Document segment: Begin

CHAIR —Do you have any comments to make on the capacity in which you appear?

Mr Re —I am appearing on behalf of the federal secretary and the federal president of the association as they cannot be here today because they are involved in high-level EBA discussions with Qantas. I am representing them in my capacity as a member of the technical committee and also as a senior official.

CHAIR —I invite both of you to make a brief opening statement before we go to questions.

Mr Re —I would like to outline the Australian Licensed Aircraft Engineers Association’s role in the aviation industry in Australia. The ALAEA is an employee organisation founded in 1960 to advance the professional, technical and industrial interests of aircraft engineers in Australia. These engineers are licensed pursuant to the Civil Aviation Act to certify maintenance work performed on aircraft within Australia.

Currently the ALAEA has about 3½ thousand members employed in all sections of the aviation industry. The motto of the ALAEA is: ‘To undertake, supervise and certify for the safety of all who fly’. We currently have coverage of around 80 per cent of licensed aircraft engineers in Australia, and it is important to be cognisant of the fact that the ALAEA is a professional representative body as well as a union, somewhat similar to the Australian Medical Association. Unfortunately, sometimes administrations such as CASA do not understand the nature of the association as such; hence, such perceptions cloud the assessment of whether associations should be consulted and allowed to participate or not.

Briefly, the role of licensed aircraft maintenance engineers—LAMEs—in Australia, pursuant to their statutory duties under the act, is at the forefront of inspection, repair, maintenance and certification that an aircraft is safe to fly with regard to the maintenance of aircraft. In effect, the LAMEs are the front line of statutory enforcement of maintenance standards in aviation. They are the linchpin in the safety assurance regime that ensures aircraft are safe to fly for passengers, aircrew and pilots. Without their competence and diligence, the trust and faith that that metal and plastic container will get to a destination safely through the air becomes nonexistent.

The importance of the role of the LAME in ensuring statutory maintenance obligations are met and the value of their contribution to the safety of Australian air travel for the public and aircrews, in our view, has been intentionally downplayed or ignored by the recent CASA administration.

Senator HEFFERNAN —Are either of you gentlemen a licensed engineer?

Mr Re —I am, yes.

Senator HEFFERNAN —What are you, Mr Norris?

Mr Norris —I am an industrial advocate.

Senator HEFFERNAN —So you are a half-baked lawyer?

Mr Norris —You could say that.

Senator HEFFERNAN —Generally, I think, Australians think they have got pretty safe planes, and Qantas has a wonderful record of air safety. A lot of that goes back to the good work that you fellows do. Could you explain to me what the journey in life is to become a licensed engineer? Do you start out as an apprentice? How long does that take? What tests do you have to pass to become a licensed engineer?

Document segment: End

## [Work item A]
Copy the hearing transcript from the words "Mr Norris —You" through "pass to become a licensed engineer?", and replace "apprentice" with "trainee".
## [Work item B]
Continue the committee hearing transcript about aircraft engineers from the point where it stops.

Source information: Begin

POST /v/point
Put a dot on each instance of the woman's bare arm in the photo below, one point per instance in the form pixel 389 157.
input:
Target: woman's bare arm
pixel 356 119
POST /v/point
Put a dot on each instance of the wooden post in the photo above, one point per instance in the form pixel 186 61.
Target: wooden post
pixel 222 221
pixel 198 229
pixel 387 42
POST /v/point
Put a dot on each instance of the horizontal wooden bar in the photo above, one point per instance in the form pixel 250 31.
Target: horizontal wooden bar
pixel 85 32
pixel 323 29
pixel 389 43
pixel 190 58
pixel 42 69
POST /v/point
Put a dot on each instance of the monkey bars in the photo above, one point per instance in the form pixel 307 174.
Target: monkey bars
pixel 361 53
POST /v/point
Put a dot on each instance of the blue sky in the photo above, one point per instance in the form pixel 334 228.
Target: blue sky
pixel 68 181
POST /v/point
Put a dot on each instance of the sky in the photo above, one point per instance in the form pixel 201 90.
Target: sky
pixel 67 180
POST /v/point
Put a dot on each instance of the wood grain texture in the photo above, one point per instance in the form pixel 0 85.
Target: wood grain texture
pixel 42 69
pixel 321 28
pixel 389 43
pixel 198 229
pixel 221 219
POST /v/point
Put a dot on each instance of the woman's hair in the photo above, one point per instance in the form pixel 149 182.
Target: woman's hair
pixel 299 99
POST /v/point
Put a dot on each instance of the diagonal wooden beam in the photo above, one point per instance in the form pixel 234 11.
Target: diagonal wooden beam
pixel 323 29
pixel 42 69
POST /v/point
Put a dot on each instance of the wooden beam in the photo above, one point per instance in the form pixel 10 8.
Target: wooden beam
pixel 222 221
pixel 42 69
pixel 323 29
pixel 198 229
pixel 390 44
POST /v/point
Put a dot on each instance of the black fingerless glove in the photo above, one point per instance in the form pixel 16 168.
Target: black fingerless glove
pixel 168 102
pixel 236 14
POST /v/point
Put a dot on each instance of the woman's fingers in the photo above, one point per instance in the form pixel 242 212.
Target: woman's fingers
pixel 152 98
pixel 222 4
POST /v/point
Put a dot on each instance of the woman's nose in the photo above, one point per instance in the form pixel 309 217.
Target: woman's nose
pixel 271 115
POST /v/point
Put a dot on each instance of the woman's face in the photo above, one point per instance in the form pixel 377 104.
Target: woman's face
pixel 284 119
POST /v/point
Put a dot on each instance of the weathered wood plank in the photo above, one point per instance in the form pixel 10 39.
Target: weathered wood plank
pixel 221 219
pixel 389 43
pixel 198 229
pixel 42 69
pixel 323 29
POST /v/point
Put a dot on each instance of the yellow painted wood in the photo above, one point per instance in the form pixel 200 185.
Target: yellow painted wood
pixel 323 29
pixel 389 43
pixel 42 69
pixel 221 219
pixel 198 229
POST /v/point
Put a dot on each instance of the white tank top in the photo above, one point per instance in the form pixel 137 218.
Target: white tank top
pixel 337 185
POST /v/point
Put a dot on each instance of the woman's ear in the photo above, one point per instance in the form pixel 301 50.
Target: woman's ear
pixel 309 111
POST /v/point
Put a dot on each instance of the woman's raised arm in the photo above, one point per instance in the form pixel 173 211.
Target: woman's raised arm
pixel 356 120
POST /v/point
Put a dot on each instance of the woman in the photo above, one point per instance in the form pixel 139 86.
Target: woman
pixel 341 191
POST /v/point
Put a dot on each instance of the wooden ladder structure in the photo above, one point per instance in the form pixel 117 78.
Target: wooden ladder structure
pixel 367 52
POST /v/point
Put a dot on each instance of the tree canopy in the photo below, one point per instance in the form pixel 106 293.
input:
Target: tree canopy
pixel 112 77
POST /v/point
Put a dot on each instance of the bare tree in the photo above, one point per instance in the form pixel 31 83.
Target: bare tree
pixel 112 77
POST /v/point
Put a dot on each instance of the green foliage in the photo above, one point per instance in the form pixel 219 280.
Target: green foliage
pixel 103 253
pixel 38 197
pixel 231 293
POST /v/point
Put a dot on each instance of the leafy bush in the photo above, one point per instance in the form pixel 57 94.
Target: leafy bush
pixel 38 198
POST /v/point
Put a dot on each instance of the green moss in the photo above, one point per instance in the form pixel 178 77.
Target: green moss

Source information: End

## [Answer area A]
Mr Norris —You could say that.

Senator HEFFERNAN —Generally, I think, Australians think they have got pretty safe planes, and Qantas has a wonderful record of air safety. A lot of that goes back to the good work that you fellows do. Could you explain to me what the journey in life is to become a licensed engineer? Do you start out as an trainee? How long does that take? What tests do you have to pass to become a licensed engineer?

## [Answer area B]
Mr Re —Certainly. There are a number of pathways you can go through. You can start off doing a traditional trade in the aviation maintenance field, which currently is a four-year apprenticeship. From that four-year apprenticeship, you then work within the industry, gathering and documenting practical experience that you gain on aircraft. You then do a series of examinations for the Civil Aviation Safety Authority called CASA basics, which are pursuant to your trade and which demonstrate to CASA that you have the knowledge of aircraft maintenance and systems.

Senator HEFFERNAN —Who supervises those exams?

Mr Re —That is run by CASA. You self-study for those exams or you can use the assistance of a training organisation. But, generally, you self-study for those exams and sit an examination that is held by CASA.

Senator HEFFERNAN —And then there would be a certificate as you pass each exam?

Mr Re —Yes, you are issued with a pass or fail and with a certificate following successful completion.

Senator HEFFERNAN —Which would be recorded in a database and then you would have a copy to hang on your wall at home.

Mr Re —Yes. Once you have completed those basic exams you are then eligible to sit for what is called an aircraft type licence, which is a course teaching you the systems on a specific aeroplane, and sometimes those courses go up to three or four months in duration. You then must pass examinations, supply the results of those to CASA and supply evidence of sufficient experience on the aeroplane, for CASA to then grant you a licence.

Senator HEFFERNAN —Where do you sit for those exams?

Mr Re —There are a number of private organisations that run those exams. Qantas runs a technical training school where the majority of its engineers—

Senator HEFFERNAN —But CASA does not supervise those exams?

Mr Re —No, CASA does not supervise those exams. I think they have auditory oversight of those schools, those training organisations, but the exams and the courses are run by independent bodies and they supply the results of the courses to CASA.

Mr Norris —They are accredited training organisations through CASA. They get an approval to be a training organisation.

Senator HEFFERNAN —And do they give you a certificate?

Mr Re —Yes, they give you a certificate of completion at the end.

Mr Norris —To get a handle on the hours involved, you not only have the hours of your trade, a four-year trade; you also have the hours to study for your basics. In the case of mechanical engineers the basics amount to approximately 20 basics. In the case of avionics there are about 26 basics. Each basic contains an exam. Depending on the individual, that can take up to years to do. With regard to the licence type courses, for example, an A330 type course runs for approximately 13 weeks full-time and the hours are approximately 800 hours. Within that, the licensed aircraft engineer may do 20 or 30 exams. So the qualifications are quite onerous. On top of that, they have to have the knowledge of the act is well.

Senator HEFFERNAN —So a licensed engineer does a trade—an apprenticeship—then practical work and eventually a series of tests and becomes a licensed engineer. Then he goes further and gets a type licence. It is like a pilots licence.

Mr Re —To obtain your licence you need to complete that type course so that you are issued with a first licence.

Senator HEFFERNAN —And all the way through there is a paper trail?

Mr Re —Yes.

CHAIR —Do we have a shortage of LAMEs in Australia?

Mr Re —Yes, I believe there is a shortage of LAMEs in Australia.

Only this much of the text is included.